Supplied information: Begin

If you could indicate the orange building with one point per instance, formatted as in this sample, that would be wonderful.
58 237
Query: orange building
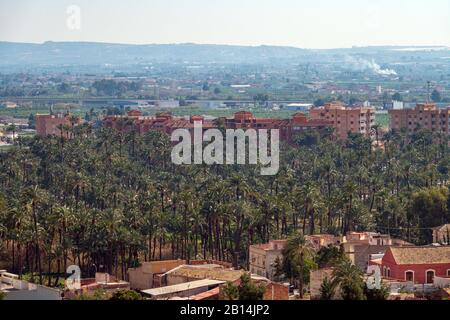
165 122
423 116
50 124
346 119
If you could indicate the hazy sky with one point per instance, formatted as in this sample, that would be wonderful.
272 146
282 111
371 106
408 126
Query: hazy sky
300 23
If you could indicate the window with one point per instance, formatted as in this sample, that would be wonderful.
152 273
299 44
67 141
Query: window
430 276
409 276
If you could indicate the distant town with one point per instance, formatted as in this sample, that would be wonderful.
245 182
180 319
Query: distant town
92 208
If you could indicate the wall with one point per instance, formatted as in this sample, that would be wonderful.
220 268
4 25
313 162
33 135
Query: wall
141 278
276 291
39 293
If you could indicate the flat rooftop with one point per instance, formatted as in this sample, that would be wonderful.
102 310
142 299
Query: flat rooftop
155 292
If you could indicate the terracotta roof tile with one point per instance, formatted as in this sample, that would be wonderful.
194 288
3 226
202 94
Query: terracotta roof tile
421 255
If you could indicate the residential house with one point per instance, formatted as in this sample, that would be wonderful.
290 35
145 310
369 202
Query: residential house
415 264
262 257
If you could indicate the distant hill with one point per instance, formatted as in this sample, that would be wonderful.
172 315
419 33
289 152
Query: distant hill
53 54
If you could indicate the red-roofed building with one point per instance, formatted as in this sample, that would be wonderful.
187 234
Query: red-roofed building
415 264
165 122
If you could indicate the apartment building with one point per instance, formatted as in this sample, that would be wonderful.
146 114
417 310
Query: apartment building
423 116
165 122
263 257
346 119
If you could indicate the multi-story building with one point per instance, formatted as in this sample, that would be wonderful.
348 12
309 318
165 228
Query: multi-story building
415 264
51 124
165 122
423 116
360 246
263 257
441 234
346 119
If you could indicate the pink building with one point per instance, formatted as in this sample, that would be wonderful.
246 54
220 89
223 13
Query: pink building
346 119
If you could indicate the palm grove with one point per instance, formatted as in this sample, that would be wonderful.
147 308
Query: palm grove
104 198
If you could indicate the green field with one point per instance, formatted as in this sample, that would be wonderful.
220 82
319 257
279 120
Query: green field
24 112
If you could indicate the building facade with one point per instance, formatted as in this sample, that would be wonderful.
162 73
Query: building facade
346 119
419 265
165 122
441 234
262 258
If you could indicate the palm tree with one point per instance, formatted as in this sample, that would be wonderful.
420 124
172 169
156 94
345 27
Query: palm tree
350 280
298 260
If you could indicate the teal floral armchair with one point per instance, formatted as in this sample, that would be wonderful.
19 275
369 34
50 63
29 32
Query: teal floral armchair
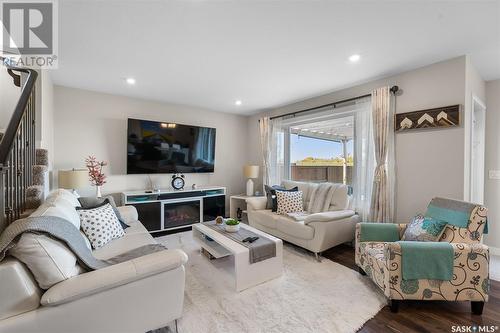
381 260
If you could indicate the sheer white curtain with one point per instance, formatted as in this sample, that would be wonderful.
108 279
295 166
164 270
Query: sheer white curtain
272 138
382 205
364 159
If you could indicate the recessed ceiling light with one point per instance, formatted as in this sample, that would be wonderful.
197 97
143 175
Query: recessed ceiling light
354 58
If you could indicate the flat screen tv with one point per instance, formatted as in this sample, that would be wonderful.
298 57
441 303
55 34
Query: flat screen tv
161 147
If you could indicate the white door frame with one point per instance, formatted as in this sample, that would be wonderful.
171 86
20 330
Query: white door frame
481 163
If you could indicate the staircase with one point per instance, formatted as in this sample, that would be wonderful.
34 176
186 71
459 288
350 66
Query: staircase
17 148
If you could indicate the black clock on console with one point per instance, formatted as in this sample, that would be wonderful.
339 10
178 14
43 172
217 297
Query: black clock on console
178 181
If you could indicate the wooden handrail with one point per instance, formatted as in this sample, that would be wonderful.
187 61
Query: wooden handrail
15 121
17 149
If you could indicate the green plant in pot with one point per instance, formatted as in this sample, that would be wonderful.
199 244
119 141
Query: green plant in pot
232 225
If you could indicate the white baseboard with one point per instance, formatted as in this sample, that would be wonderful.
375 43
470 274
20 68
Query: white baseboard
494 250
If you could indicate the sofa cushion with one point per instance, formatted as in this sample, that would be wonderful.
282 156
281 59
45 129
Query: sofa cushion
65 194
294 228
59 207
132 239
20 292
340 198
48 259
265 217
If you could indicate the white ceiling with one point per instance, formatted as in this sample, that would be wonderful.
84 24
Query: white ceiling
266 53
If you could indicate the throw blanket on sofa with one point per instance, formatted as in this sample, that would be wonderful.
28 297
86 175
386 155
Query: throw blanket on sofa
320 198
66 232
427 260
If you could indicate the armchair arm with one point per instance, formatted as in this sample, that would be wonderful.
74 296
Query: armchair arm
128 213
256 203
329 216
113 276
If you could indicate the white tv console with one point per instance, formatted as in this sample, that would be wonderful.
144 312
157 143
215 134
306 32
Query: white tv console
171 209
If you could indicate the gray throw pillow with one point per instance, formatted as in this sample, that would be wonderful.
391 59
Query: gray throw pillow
93 202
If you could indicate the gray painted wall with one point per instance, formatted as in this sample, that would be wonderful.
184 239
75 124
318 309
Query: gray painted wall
429 163
91 123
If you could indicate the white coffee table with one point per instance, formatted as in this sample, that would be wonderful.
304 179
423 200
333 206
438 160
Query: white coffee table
245 274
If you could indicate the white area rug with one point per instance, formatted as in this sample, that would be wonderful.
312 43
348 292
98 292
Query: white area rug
309 297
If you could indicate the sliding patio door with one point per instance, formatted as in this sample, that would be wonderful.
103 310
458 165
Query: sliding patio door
332 145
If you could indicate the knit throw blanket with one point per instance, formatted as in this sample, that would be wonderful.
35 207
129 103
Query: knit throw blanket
64 231
320 198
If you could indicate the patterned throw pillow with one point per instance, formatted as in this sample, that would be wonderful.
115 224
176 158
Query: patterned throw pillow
425 229
272 202
100 224
289 202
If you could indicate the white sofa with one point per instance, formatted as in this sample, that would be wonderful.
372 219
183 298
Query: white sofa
318 232
139 295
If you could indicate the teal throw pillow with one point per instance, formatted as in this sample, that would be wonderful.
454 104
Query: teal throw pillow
424 229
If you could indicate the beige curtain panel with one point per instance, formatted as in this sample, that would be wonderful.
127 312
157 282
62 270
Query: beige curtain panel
265 141
382 202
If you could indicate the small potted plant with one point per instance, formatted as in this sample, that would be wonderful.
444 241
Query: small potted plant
96 175
232 225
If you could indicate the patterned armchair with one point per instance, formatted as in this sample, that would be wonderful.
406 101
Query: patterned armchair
381 261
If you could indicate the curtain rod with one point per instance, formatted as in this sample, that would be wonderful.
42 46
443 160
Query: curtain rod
394 90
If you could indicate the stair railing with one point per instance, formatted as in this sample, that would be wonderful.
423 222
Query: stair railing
17 149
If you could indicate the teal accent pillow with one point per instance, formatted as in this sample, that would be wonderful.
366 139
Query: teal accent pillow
424 229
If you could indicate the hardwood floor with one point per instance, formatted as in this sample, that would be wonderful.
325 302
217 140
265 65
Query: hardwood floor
421 316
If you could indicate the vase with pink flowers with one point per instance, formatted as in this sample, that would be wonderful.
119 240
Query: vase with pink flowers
96 175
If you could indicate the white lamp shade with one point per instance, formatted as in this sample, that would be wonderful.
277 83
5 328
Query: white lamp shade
73 179
251 171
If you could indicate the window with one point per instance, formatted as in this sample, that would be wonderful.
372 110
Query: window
322 151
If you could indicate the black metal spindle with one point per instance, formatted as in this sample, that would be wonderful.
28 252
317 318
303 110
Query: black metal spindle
17 152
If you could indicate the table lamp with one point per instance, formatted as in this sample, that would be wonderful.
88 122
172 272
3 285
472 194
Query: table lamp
250 171
73 179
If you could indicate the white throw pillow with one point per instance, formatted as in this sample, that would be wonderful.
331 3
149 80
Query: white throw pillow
59 208
289 202
49 260
65 194
100 224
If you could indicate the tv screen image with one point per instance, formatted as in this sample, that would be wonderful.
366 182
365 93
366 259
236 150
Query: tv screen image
161 147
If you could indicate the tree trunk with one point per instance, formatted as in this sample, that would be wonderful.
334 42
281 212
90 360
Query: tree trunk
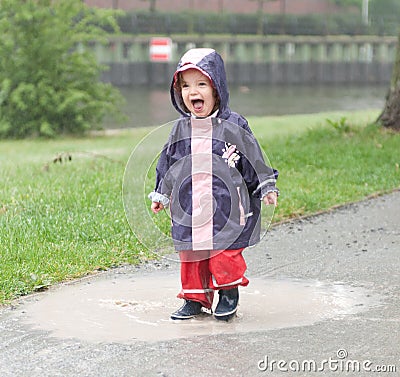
390 116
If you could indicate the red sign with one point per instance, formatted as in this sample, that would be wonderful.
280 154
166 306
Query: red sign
160 49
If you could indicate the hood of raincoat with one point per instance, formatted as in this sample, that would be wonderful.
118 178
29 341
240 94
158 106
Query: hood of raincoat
210 63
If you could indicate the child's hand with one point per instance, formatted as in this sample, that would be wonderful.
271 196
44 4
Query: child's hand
156 207
271 198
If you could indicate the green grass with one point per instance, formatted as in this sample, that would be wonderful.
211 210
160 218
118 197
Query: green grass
59 221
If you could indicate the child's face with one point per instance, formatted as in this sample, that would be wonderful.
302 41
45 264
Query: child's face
197 93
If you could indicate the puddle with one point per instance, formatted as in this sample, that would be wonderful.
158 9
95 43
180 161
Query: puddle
127 309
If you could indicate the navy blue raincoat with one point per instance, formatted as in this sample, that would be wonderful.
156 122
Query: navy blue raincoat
211 171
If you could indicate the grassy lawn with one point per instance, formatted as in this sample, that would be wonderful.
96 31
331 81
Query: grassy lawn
62 220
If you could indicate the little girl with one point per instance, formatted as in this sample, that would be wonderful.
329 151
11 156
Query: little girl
212 174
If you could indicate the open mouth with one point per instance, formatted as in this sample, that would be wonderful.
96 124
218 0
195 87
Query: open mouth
198 104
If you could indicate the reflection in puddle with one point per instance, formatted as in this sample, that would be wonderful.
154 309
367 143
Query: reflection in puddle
127 309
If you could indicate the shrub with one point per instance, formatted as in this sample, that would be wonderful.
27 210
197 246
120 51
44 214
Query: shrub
49 81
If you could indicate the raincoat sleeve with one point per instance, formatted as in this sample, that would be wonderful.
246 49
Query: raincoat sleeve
259 177
162 190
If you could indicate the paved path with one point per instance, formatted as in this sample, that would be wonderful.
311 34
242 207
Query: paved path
353 253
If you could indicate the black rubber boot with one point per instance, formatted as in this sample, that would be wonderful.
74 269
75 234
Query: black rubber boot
227 304
188 310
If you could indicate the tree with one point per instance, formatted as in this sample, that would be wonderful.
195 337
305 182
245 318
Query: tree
49 79
152 5
390 116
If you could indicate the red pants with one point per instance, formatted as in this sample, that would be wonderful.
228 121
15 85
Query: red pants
203 272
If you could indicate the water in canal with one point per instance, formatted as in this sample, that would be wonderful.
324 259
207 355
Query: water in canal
151 106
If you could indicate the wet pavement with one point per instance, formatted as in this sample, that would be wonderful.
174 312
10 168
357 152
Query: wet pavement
323 299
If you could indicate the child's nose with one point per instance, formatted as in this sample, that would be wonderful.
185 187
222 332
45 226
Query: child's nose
193 90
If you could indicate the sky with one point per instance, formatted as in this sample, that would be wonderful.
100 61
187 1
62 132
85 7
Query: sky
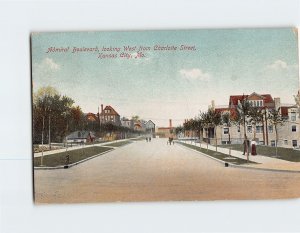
167 84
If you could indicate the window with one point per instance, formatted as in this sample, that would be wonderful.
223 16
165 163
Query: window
272 142
259 129
249 128
293 116
270 128
226 130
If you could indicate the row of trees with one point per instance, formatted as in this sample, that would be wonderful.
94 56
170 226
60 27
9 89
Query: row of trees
241 116
55 116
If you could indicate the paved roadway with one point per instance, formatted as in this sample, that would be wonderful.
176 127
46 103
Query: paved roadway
156 171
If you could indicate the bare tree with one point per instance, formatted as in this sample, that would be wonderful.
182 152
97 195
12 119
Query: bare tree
276 120
244 108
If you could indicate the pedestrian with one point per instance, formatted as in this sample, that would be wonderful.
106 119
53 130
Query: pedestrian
246 148
253 147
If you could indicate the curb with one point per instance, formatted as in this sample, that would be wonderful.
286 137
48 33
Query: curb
72 164
227 164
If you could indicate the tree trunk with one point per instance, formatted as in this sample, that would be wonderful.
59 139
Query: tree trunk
276 139
42 157
216 140
229 141
263 125
49 135
246 141
267 136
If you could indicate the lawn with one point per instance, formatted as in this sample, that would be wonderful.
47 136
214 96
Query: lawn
217 155
282 153
117 144
138 139
77 155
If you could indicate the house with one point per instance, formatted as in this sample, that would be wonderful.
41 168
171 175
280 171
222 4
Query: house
81 136
91 117
125 122
150 127
139 125
109 115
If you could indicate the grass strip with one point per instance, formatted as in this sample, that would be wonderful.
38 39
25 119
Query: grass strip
270 151
218 155
58 159
117 144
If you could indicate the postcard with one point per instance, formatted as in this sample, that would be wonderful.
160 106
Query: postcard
165 115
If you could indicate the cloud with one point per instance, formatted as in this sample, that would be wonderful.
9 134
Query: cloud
278 65
45 71
194 74
48 62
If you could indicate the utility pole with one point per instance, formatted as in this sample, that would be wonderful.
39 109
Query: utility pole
49 134
43 141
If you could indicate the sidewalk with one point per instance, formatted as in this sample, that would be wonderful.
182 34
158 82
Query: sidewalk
264 162
75 148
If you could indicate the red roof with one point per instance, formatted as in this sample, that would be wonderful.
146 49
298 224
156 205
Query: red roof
111 112
91 116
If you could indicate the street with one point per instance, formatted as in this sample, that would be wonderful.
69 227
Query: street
155 171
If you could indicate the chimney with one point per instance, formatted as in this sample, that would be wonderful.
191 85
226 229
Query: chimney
277 102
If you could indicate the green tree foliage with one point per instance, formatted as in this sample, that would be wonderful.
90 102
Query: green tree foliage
55 110
275 119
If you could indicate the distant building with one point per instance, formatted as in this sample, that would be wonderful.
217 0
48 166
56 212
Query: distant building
139 125
125 122
264 131
82 136
91 117
150 127
109 115
166 132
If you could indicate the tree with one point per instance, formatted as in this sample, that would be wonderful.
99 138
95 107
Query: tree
48 103
215 120
255 117
179 130
227 121
199 127
135 118
206 121
275 119
244 108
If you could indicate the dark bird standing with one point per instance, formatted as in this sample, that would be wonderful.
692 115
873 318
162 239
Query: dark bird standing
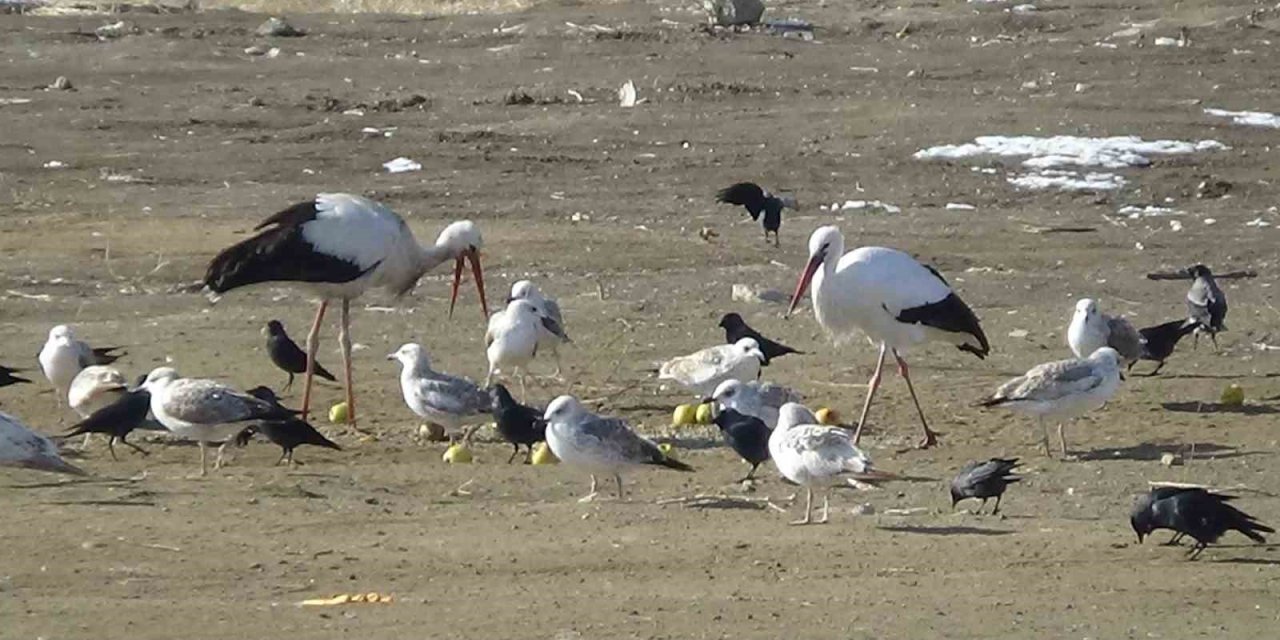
736 329
758 201
288 356
118 420
1206 304
516 423
287 433
1157 342
1196 512
984 480
746 435
7 376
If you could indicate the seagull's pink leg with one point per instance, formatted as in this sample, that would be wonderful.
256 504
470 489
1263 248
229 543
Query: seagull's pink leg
871 393
312 344
929 437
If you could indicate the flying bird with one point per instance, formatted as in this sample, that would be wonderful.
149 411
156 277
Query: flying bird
983 480
746 435
444 400
890 297
23 448
704 370
117 420
338 246
548 339
1159 342
1092 329
758 201
1206 304
736 329
1200 513
286 353
1061 391
813 455
599 444
516 423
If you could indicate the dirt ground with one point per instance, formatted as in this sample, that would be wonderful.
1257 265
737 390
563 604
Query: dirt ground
174 142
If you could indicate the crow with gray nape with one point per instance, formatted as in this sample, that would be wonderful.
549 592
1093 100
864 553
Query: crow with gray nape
758 201
984 480
1196 512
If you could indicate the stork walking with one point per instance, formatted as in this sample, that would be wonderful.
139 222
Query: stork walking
892 298
338 246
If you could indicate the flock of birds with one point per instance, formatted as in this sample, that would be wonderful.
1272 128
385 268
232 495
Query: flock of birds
338 246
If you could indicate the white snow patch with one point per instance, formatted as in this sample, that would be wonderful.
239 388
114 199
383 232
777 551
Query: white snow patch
1248 118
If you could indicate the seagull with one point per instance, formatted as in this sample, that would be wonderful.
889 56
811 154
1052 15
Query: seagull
513 336
736 329
1206 304
21 447
337 246
444 400
1159 342
704 370
1061 391
1092 329
758 201
286 353
286 433
983 480
599 444
516 423
63 356
813 455
117 420
547 339
892 298
754 398
1196 512
7 376
205 411
748 435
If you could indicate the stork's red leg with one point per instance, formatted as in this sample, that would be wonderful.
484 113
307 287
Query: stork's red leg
312 344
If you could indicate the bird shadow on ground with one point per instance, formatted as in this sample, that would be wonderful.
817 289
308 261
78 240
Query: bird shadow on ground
1152 451
1217 407
946 530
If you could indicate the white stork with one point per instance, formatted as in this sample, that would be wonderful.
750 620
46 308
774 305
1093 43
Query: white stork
338 246
892 298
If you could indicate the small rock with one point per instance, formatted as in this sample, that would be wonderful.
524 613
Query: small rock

Supplied information: End

**Exercise goal**
Every line above that carries the string "rock" should be copied.

**Output of the exercise**
If you could indicate the small rock with one point per instance, formatted as in this sample, that would be wonderful.
Query: small rock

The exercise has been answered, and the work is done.